## Extracts from a box-labeled dataset
========================

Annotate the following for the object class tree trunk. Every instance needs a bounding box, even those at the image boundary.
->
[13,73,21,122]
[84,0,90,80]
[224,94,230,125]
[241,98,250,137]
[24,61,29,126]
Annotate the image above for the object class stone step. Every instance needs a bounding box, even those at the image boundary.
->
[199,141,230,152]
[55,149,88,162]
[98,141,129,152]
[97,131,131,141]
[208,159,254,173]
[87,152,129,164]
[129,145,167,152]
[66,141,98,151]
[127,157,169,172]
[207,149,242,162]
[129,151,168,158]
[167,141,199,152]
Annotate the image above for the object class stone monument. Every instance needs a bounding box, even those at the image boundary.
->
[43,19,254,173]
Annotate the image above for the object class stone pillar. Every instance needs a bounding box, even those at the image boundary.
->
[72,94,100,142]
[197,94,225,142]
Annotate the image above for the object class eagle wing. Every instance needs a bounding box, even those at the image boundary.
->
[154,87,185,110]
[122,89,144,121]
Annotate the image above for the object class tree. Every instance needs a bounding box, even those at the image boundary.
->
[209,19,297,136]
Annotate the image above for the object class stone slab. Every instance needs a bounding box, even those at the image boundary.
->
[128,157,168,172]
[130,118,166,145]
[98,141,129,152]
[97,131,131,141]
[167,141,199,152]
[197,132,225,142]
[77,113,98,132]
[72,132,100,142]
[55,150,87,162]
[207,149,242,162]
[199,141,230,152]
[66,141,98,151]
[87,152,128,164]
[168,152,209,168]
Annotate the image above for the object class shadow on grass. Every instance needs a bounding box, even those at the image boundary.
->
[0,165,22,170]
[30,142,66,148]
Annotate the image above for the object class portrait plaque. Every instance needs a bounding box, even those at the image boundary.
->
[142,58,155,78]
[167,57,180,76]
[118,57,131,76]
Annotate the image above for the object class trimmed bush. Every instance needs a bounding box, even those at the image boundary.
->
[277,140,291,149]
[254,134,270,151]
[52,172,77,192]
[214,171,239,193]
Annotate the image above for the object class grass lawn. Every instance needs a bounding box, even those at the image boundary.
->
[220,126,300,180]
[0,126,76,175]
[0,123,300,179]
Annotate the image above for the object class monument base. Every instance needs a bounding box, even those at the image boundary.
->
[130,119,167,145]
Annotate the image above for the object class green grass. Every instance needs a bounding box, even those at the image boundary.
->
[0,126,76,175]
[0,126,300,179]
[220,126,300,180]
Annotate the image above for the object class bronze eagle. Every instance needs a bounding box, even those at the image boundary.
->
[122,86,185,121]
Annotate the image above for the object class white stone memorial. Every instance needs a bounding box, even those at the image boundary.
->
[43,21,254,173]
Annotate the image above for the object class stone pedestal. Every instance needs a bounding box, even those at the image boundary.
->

========================

Can you render every line of the entries above as a numbered list, skipping any blank lines?

## Expected answer
1. Annotate the following for the object class tree trunk. Every instance needs a bounding box, even those at the image boundary.
2. ->
3. [13,73,21,122]
4. [84,0,90,80]
5. [224,94,230,125]
6. [241,98,250,137]
7. [24,61,29,126]
8. Annotate the image above for the object class stone step. Every instance needs a bounding box, even those at the image boundary.
9. ->
10. [199,141,230,152]
11. [55,149,88,162]
12. [98,141,129,152]
13. [97,131,131,141]
14. [208,159,254,173]
15. [87,152,129,164]
16. [129,145,167,152]
17. [66,141,98,151]
18. [127,157,169,172]
19. [207,149,242,162]
20. [129,151,168,158]
21. [167,141,199,152]
22. Annotate the image above for the object class stone monument. Every instance needs a bounding box, even those at the image boundary.
23. ->
24. [43,19,254,173]
25. Annotate the image above for the object class stone pillar. Every instance needs a bounding box, even those at the image boundary.
26. ->
27. [72,94,100,142]
28. [197,94,225,142]
29. Annotate the image above for the object class eagle wing. Every instance needs a bounding box, even those at the image boundary.
30. ->
31. [154,87,185,110]
32. [122,89,144,121]
33. Annotate the image above for the object class tree. Every instance needs a bounding box, even those at the image boundary.
34. ->
35. [209,19,297,136]
36. Annotate the image above for the object class stone slab. Every instance needs a bounding box, even those at the image boundary.
37. ->
38. [128,157,168,172]
39. [130,118,166,145]
40. [98,141,129,152]
41. [97,131,131,141]
42. [167,141,199,152]
43. [197,132,225,142]
44. [77,113,98,132]
45. [72,132,100,142]
46. [55,150,87,162]
47. [207,149,242,162]
48. [199,141,230,152]
49. [66,141,98,151]
50. [87,152,128,164]
51. [168,152,209,168]
52. Annotate the image above for the object class shadow on grass. Every instance needs a bounding box, even those at the image boundary.
53. ->
54. [0,165,22,170]
55. [30,142,66,148]
56. Annotate the image above for the object class portrait plaque. Every instance needs a bounding box, even those at the image boundary.
57. ->
58. [142,58,155,78]
59. [167,57,180,76]
60. [118,57,131,76]
61. Annotate the image above for the object class trimmed bush. Every instance needs a bounding box, even those at the image boundary.
62. ->
63. [277,140,291,149]
64. [254,134,270,151]
65. [52,172,77,192]
66. [214,171,239,193]
67. Annotate the image above for the object class grass lawn. Every instance needs a bounding box, even those at the image boundary.
68. ->
69. [220,126,300,180]
70. [0,126,76,175]
71. [0,123,300,179]
72. Annotate the image above for the object class monument base. Every instance needs a bounding box, even those at the image boundary.
73. ->
74. [130,119,167,145]
75. Annotate the image above for the object class green grass. Every instance needs a bounding box, even those at the image boundary.
76. ->
77. [0,126,76,175]
78. [0,126,300,179]
79. [220,126,300,180]
80. Annotate the image above for the object class bronze eagle. Every instance needs a bounding box, even those at the image boundary.
81. ->
82. [122,86,185,121]
83. Annotate the image above for the object class white stone memorial. Every instance needs a bounding box, even those at the image boundary.
84. ->
85. [43,21,254,173]
86. Annotate the image above for the object class stone pedestal. Every instance needs a bounding box, even those at the image boundary.
87. ->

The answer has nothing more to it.